[Problem]: Rewrite every item below, replacing "set" with "place" wherever it occurs and changing nothing else. Leave the pictures out of your answer.

[Data lines]:
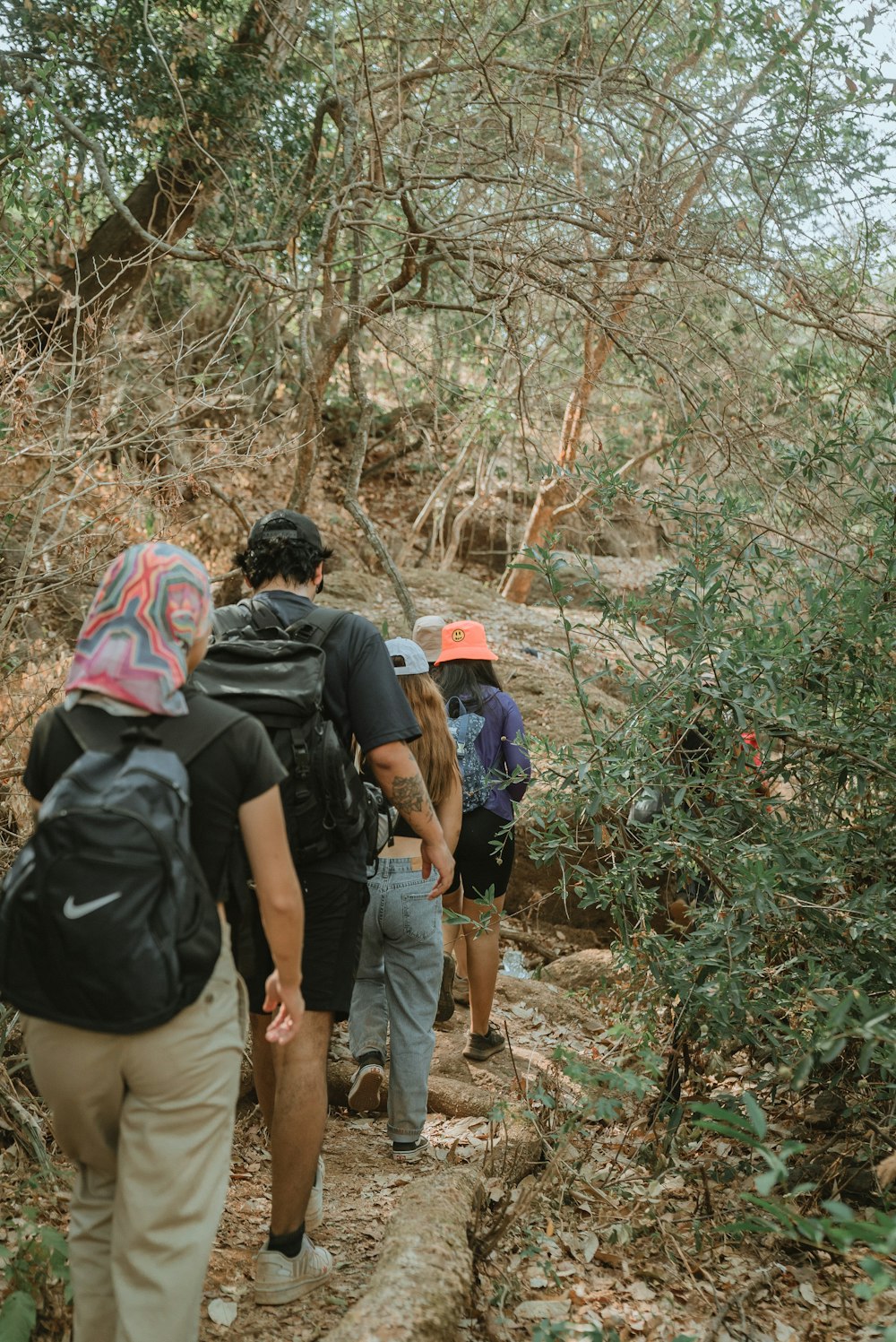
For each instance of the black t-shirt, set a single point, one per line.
(237, 766)
(361, 697)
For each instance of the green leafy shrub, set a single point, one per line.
(37, 1263)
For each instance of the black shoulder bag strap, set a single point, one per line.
(321, 620)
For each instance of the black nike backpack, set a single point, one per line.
(107, 921)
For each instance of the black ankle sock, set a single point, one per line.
(289, 1244)
(373, 1056)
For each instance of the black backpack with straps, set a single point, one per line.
(107, 921)
(275, 672)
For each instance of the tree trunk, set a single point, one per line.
(517, 583)
(116, 261)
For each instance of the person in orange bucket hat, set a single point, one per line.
(488, 731)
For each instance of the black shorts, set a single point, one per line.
(483, 856)
(334, 910)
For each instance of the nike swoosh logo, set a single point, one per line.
(73, 910)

[Output for this exercise]:
For each instance of the black t-shirt, place a single point, one per line.
(237, 766)
(361, 697)
For each instance of the green leafy shrub, place a single point, one per line.
(37, 1263)
For each instance of the black shoulder bag strap, place a single point, one per line.
(321, 620)
For each instance of the black nike backpack, place a single point, one per line.
(107, 921)
For each instance of the black ankle sock, place a single point, one per line.
(289, 1244)
(373, 1056)
For each instance of the black backpack with straps, place a single point, one per line.
(107, 921)
(275, 672)
For each instance of the tree trunk, place a single point, one per line.
(517, 583)
(116, 261)
For each instance of the person in orange bucket hat, place a single point, one per line.
(488, 731)
For each instance of the black shorts, place a single point, one per line.
(483, 856)
(334, 910)
For each instance of the nike swoosh logo, place a single point, one per line.
(73, 910)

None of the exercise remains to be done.